[Referring expression data]
Content starts

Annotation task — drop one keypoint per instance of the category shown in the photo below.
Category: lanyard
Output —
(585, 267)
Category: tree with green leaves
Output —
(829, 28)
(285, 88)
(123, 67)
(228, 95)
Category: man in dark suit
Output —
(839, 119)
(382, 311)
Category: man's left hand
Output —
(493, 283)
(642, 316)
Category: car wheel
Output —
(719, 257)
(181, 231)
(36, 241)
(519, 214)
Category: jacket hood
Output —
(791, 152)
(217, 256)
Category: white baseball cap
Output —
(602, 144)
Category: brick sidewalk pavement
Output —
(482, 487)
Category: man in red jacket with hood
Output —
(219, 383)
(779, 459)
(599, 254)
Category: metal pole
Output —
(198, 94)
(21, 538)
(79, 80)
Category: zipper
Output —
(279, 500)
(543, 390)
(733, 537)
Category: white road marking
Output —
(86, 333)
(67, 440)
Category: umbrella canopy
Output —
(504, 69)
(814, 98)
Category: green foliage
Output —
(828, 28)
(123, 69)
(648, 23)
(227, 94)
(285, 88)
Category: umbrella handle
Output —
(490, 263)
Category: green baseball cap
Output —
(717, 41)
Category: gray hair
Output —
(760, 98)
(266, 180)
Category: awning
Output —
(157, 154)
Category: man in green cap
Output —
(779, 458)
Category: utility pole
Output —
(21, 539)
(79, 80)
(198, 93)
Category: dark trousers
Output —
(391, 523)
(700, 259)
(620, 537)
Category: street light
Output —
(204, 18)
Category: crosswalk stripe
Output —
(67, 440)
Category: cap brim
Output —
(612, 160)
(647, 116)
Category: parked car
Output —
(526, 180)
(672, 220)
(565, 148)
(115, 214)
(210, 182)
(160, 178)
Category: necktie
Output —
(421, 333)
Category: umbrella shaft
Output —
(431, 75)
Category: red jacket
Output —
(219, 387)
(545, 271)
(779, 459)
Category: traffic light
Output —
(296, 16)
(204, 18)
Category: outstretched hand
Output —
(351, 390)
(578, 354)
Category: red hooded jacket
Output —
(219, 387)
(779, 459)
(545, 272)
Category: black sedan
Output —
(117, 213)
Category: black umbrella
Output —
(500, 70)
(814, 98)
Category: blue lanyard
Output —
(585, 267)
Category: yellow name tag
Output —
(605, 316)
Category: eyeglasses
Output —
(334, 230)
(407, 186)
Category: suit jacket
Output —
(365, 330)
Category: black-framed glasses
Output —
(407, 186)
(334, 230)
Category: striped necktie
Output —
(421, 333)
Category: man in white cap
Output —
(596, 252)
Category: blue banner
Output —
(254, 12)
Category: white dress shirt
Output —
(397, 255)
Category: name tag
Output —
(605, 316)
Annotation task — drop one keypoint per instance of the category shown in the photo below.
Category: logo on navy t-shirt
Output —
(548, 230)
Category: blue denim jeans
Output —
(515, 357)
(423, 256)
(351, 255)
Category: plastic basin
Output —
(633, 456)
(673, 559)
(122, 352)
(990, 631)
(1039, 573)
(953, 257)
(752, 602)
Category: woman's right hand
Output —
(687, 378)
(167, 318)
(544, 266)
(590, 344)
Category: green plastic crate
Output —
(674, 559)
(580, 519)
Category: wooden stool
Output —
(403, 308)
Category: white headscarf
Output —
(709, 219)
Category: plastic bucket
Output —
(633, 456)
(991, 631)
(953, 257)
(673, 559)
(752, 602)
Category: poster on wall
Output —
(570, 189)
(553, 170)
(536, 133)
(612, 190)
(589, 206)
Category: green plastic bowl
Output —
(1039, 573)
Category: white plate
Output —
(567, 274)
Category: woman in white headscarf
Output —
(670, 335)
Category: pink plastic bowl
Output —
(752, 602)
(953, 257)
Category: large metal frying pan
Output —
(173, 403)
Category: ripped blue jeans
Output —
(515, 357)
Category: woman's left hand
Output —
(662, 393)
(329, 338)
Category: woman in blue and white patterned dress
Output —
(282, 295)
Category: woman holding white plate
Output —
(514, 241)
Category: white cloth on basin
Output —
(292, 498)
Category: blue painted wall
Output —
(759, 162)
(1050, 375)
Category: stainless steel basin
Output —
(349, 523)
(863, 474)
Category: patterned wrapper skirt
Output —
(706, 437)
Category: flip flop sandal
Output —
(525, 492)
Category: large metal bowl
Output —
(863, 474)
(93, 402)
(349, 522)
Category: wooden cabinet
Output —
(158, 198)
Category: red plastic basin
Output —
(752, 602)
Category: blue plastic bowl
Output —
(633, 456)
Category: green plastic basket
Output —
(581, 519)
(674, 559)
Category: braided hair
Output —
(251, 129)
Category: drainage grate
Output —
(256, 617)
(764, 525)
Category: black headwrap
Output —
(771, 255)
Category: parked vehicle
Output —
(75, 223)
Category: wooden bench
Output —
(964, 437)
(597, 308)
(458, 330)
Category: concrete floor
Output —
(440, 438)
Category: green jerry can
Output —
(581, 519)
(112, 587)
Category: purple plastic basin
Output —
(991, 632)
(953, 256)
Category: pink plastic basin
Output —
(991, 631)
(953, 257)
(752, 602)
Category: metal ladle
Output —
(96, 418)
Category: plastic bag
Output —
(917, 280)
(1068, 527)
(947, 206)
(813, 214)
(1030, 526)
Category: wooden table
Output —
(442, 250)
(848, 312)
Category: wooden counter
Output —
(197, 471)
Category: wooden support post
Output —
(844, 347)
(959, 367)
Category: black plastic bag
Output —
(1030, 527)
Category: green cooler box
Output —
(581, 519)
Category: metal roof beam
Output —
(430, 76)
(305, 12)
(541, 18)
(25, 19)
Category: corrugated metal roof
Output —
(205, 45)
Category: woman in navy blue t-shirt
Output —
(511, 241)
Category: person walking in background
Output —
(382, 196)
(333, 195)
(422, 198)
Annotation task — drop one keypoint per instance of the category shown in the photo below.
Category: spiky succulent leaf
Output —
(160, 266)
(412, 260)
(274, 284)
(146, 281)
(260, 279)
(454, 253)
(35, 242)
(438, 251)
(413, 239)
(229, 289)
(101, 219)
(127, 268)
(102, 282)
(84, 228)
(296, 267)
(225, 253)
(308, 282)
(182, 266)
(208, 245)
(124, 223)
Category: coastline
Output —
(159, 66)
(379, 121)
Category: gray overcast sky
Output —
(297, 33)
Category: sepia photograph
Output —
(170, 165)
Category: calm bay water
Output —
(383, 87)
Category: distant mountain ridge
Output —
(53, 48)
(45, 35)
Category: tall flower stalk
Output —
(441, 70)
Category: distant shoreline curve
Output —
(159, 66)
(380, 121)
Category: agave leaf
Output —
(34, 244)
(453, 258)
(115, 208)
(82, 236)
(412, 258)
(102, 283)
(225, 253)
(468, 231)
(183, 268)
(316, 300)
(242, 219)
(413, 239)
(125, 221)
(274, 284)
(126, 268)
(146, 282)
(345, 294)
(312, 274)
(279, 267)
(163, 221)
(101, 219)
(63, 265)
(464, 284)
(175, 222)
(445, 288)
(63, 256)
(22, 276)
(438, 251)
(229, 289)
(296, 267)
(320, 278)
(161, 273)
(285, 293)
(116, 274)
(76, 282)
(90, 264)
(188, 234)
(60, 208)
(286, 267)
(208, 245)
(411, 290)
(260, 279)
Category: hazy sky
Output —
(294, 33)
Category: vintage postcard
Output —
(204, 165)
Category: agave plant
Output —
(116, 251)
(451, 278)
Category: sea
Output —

Content ends
Content starts

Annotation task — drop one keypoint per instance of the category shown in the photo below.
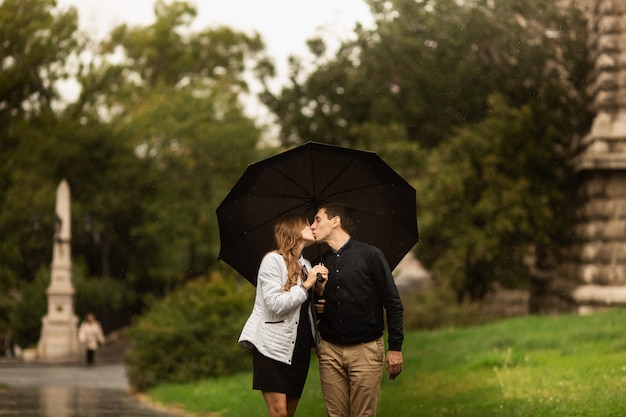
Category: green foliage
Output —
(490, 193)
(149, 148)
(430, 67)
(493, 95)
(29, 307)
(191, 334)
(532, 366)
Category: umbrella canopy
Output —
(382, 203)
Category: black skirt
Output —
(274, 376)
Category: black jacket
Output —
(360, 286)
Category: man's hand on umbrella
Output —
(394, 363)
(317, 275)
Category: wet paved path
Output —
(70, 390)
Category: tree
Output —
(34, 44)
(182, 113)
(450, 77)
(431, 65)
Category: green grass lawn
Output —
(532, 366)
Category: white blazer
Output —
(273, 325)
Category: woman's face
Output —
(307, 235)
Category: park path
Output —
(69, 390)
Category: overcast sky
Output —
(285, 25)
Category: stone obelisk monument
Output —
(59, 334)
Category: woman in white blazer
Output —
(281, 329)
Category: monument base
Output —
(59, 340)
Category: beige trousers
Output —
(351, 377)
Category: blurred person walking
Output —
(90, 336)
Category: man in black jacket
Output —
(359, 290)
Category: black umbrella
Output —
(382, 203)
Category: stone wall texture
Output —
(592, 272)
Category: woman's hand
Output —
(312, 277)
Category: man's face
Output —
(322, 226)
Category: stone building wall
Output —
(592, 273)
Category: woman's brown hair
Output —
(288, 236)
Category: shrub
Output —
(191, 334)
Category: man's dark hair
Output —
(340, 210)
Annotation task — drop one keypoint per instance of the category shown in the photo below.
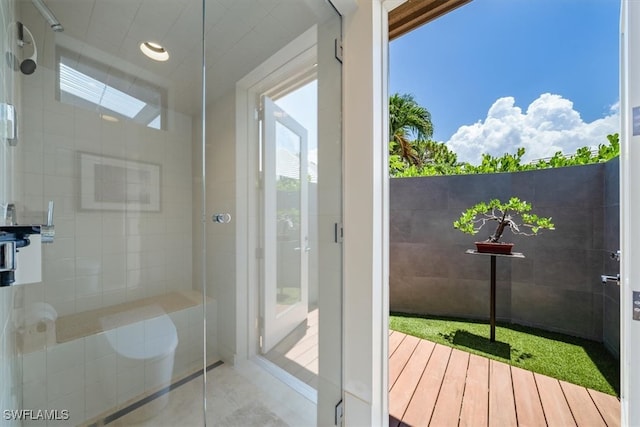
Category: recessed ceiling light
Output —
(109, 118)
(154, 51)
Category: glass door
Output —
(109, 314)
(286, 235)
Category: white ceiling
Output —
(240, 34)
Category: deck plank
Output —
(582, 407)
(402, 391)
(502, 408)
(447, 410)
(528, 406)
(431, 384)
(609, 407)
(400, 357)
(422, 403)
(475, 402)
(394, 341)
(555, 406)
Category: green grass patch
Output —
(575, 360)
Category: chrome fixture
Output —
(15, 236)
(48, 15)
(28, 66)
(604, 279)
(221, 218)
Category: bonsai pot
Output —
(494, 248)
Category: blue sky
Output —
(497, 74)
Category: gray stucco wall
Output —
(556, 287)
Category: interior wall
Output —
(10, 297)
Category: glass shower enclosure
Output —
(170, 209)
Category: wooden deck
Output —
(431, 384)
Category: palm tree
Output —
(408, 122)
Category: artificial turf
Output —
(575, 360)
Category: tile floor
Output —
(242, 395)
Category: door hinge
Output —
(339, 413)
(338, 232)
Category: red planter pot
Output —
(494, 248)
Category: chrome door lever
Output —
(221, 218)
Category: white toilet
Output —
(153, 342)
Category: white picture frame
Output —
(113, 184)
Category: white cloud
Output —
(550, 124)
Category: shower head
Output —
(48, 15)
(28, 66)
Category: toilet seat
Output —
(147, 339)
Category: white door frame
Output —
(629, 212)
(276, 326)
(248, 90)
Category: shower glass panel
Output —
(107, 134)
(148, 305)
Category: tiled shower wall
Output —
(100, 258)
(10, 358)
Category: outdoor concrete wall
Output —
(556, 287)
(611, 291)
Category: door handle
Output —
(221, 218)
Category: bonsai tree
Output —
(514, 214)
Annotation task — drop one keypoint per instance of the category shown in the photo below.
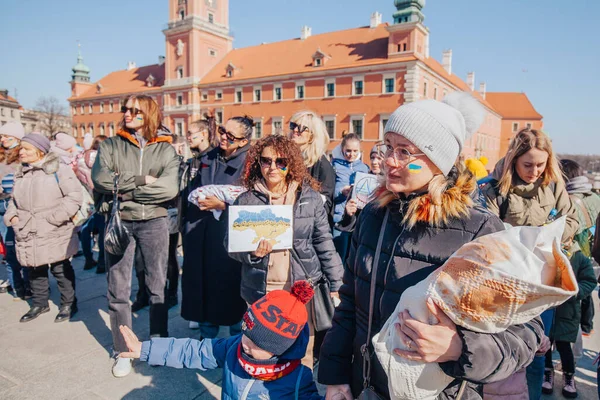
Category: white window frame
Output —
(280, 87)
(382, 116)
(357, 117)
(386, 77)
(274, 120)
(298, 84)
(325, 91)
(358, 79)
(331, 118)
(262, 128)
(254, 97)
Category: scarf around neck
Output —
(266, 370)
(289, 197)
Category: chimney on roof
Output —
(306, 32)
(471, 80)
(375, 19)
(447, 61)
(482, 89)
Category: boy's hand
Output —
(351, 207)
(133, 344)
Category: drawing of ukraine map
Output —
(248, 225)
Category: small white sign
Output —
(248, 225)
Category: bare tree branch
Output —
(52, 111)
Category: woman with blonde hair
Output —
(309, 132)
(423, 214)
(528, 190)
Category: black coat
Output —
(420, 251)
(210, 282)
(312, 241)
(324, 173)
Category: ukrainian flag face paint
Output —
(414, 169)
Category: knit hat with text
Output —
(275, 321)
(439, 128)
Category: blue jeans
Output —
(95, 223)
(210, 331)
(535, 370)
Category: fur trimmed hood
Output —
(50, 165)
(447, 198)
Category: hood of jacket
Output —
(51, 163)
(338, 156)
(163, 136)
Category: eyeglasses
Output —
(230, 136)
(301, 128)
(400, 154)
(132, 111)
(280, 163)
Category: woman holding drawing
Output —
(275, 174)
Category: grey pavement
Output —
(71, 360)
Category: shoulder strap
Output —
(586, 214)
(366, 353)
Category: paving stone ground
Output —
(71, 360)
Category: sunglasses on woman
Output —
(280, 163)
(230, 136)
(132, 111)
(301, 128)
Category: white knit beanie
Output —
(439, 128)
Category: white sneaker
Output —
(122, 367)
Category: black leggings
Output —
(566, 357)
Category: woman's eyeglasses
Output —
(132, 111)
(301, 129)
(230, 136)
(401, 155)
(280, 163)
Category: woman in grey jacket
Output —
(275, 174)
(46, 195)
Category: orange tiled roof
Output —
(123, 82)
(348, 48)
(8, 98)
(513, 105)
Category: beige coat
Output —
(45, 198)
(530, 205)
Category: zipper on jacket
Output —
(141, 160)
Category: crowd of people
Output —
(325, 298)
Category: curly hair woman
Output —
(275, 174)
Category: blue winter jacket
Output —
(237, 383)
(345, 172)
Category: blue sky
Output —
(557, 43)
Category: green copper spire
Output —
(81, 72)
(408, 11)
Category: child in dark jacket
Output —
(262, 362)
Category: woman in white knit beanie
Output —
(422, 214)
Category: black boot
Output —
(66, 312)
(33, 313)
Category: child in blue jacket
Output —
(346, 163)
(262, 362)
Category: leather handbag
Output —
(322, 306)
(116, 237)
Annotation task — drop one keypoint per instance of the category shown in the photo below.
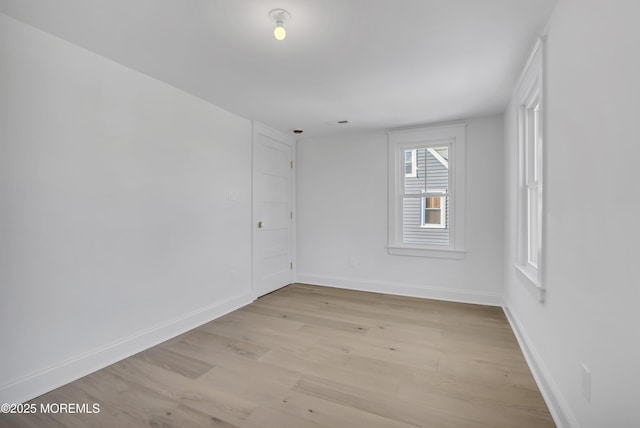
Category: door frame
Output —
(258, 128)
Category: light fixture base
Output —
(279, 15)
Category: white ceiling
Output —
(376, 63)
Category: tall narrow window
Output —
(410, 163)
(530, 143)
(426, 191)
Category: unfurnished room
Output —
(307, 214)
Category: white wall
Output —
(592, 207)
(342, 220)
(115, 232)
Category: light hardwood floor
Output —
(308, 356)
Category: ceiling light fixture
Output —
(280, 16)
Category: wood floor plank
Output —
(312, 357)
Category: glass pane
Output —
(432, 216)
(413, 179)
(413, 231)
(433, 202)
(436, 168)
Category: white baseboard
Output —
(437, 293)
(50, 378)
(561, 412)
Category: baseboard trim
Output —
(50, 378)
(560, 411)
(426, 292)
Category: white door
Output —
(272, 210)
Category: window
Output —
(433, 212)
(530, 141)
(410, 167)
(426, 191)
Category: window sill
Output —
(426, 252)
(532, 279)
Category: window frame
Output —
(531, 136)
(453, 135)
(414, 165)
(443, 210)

Content ends

◆ **YOUR GOAL**
Look for the word "stone" in the records above, count the lines that hold it, and give only that number.

◆ **RESPONSE TO THE EXERCISE**
4